Saved entries:
Content starts

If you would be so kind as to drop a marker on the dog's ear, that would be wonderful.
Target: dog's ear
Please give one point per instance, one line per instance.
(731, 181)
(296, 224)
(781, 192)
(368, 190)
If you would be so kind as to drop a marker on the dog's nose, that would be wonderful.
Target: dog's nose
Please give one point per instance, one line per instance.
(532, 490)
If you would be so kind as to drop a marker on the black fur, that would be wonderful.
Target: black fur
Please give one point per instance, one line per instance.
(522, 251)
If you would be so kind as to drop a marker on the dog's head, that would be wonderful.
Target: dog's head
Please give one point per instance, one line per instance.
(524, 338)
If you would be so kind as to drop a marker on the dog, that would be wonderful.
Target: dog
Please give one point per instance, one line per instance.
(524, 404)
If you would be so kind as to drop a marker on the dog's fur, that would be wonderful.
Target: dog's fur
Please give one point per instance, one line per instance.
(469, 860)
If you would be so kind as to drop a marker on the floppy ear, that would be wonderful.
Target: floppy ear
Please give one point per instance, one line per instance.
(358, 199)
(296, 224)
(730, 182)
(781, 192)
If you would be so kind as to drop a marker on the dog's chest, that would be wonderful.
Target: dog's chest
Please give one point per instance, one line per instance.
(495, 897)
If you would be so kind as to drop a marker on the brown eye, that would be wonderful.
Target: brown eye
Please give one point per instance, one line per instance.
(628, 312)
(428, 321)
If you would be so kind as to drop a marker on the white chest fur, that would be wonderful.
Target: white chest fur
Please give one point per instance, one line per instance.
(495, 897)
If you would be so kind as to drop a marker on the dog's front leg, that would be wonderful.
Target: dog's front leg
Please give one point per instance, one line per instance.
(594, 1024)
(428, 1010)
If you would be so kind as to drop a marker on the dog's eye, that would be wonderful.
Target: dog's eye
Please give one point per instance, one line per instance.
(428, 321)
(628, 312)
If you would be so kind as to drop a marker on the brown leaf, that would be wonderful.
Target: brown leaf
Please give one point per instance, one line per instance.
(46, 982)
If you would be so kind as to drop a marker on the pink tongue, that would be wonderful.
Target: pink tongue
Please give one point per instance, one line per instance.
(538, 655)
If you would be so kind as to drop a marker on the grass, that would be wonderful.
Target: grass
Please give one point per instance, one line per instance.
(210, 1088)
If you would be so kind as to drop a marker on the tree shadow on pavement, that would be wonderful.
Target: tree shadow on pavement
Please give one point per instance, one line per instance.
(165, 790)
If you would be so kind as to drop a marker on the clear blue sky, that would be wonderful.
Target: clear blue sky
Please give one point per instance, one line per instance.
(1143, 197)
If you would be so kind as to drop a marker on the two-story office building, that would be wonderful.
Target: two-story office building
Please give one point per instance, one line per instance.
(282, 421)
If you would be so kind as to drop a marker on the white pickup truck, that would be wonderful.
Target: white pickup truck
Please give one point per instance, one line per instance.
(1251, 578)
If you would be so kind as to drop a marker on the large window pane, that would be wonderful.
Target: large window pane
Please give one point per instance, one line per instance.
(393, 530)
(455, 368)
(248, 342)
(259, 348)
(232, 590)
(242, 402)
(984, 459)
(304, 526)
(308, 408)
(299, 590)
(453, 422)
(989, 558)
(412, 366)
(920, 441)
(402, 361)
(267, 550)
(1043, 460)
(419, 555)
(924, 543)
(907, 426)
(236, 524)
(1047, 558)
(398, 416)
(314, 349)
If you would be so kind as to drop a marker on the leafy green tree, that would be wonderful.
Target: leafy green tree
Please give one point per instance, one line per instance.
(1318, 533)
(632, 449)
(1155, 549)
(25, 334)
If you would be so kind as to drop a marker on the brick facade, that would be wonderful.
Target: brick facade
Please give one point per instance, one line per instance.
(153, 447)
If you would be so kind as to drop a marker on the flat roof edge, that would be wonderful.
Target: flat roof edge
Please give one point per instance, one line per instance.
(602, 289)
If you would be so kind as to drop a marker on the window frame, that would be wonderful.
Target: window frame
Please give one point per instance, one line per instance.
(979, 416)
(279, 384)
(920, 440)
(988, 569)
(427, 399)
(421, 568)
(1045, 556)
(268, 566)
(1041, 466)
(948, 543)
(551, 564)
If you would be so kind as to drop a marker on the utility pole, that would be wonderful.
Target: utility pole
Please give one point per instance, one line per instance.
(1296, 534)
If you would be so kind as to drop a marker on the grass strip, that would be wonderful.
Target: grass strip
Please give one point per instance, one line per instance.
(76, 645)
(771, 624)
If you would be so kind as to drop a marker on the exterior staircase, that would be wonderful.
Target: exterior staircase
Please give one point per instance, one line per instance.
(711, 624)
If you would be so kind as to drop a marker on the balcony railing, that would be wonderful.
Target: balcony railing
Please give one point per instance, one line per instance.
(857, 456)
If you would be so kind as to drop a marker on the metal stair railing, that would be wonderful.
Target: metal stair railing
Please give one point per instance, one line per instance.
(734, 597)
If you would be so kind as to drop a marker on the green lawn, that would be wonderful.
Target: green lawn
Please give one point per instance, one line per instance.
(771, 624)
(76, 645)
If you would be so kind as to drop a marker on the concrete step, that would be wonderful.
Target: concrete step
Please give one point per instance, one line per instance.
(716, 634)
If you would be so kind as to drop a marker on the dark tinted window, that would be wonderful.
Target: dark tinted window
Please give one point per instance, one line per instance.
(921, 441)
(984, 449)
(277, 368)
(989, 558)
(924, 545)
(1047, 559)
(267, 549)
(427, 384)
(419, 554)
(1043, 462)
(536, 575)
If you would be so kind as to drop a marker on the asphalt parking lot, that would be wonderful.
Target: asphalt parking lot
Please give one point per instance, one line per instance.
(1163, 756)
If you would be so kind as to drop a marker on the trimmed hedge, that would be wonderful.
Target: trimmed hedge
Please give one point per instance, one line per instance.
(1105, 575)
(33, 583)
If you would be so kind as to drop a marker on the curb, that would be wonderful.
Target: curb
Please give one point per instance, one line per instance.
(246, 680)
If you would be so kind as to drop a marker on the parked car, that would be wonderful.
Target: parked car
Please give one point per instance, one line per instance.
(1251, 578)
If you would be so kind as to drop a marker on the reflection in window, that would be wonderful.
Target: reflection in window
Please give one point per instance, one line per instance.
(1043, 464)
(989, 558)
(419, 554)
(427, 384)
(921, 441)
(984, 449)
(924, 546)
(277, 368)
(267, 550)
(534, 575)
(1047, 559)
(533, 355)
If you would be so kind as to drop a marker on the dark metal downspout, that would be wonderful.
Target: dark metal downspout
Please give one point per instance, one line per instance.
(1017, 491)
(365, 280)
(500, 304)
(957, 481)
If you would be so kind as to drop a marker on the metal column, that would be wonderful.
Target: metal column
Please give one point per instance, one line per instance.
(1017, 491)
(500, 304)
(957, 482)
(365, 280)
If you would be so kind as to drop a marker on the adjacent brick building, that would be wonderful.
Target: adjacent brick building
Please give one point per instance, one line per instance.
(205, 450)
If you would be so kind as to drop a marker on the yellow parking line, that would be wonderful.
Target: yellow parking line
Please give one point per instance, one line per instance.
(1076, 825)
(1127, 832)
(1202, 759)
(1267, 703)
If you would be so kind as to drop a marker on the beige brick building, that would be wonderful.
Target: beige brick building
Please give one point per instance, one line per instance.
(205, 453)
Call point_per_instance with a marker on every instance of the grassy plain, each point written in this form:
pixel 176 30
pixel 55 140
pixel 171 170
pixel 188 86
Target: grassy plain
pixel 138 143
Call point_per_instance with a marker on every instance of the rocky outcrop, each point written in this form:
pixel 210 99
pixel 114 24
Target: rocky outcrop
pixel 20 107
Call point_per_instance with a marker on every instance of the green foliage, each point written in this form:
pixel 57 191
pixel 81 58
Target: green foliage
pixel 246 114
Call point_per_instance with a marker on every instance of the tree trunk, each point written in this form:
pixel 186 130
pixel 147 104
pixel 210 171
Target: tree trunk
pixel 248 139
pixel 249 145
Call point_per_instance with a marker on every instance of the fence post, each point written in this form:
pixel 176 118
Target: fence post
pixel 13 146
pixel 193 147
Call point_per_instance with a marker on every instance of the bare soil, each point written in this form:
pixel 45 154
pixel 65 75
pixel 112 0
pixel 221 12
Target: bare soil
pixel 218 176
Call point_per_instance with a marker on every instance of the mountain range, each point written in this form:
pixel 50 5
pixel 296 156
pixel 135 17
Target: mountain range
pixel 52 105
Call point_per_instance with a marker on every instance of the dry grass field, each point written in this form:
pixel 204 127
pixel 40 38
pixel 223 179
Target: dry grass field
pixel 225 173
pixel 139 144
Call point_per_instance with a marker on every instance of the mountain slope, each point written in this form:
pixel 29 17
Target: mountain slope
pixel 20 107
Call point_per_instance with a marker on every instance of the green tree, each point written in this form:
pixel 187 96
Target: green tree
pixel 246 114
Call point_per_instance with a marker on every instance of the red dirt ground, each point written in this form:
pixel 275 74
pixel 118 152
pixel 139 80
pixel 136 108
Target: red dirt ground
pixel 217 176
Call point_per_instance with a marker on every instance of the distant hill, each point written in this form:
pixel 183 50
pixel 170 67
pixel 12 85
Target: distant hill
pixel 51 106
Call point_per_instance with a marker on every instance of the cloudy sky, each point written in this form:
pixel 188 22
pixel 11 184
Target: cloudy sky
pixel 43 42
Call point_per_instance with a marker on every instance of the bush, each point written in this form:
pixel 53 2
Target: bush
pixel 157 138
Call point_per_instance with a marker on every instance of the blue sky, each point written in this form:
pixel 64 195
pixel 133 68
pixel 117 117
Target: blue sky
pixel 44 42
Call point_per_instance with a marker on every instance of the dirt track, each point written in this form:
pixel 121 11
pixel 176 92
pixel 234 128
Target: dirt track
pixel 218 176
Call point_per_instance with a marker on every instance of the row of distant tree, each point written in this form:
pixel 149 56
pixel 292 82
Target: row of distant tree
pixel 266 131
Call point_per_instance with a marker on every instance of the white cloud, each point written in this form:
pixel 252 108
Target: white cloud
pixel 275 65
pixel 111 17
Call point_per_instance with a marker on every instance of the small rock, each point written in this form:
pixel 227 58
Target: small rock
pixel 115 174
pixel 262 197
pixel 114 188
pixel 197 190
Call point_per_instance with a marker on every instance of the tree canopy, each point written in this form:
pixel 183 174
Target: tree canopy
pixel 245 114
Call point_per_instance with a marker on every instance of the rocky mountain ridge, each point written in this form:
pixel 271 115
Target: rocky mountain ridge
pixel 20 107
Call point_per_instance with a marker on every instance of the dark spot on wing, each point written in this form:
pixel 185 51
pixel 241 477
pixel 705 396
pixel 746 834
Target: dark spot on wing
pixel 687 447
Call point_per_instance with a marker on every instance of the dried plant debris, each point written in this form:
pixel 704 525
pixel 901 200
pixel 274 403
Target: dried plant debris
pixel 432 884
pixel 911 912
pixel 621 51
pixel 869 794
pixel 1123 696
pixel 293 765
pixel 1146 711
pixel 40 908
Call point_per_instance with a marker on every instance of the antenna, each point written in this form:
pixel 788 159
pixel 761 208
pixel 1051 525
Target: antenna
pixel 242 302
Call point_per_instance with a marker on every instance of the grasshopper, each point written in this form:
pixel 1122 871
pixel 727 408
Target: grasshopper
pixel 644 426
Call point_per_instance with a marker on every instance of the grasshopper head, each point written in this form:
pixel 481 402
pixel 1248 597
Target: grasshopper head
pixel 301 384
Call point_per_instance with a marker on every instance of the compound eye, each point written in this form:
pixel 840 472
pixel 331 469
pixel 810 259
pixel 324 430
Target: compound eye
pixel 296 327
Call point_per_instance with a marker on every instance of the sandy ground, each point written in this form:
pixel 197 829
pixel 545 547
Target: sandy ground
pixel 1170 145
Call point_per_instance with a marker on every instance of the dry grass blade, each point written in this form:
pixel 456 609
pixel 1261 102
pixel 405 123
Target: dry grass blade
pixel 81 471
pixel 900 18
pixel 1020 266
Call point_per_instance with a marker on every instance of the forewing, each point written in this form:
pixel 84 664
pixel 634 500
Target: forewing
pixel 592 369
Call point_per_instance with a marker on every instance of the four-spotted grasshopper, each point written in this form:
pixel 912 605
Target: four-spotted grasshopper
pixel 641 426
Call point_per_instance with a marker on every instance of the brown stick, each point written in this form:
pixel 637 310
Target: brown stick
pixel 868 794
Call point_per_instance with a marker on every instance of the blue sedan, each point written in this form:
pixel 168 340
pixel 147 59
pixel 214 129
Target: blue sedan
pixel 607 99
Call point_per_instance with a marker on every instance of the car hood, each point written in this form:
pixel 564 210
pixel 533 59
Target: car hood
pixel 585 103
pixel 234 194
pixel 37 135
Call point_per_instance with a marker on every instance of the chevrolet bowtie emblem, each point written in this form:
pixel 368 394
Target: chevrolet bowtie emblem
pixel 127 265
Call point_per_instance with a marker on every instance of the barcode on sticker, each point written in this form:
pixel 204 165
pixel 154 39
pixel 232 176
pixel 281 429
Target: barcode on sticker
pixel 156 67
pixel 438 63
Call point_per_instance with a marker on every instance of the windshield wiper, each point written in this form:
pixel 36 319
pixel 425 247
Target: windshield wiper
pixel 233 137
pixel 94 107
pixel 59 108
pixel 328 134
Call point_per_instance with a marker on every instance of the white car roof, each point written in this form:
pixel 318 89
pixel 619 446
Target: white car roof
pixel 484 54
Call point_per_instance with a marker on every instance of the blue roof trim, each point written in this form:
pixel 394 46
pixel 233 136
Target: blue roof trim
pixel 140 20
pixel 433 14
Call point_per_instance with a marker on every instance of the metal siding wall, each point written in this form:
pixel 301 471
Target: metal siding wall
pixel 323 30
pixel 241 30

Content ends

» **YOUR GOAL**: From the line with "Target: car hood" through the last line of the records, set down every line exactly as written and leave out all others.

» **RESULT**:
Target: car hood
pixel 585 103
pixel 234 194
pixel 37 135
Call point_per_instance with a marker on every instance of the chevrolet bowtie emblem, each point written in this form:
pixel 368 394
Target: chevrolet bowtie emblem
pixel 127 265
Call point_per_instance with a marker on every instance of the barcode on sticker, each point written in this form:
pixel 204 165
pixel 154 39
pixel 232 176
pixel 281 429
Target: barcode on sticker
pixel 156 67
pixel 438 63
Call point_per_instance with a marker on every instance of the windshield wiper, each point written in this form:
pixel 36 319
pixel 425 247
Target: windshield wiper
pixel 233 137
pixel 94 107
pixel 59 108
pixel 328 134
Call point_per_instance with a marker on every instance of the white car roof, each point written in this form:
pixel 318 89
pixel 619 446
Target: white car roof
pixel 484 54
Call point_per_instance with a marker on every instance of the blue roof trim, each point written in this form:
pixel 394 46
pixel 233 136
Target: blue roof trim
pixel 140 20
pixel 433 14
Call point_per_instance with a marker on every instance of the metal siding wall, each point written in this form:
pixel 301 471
Target: metal siding wall
pixel 323 30
pixel 241 30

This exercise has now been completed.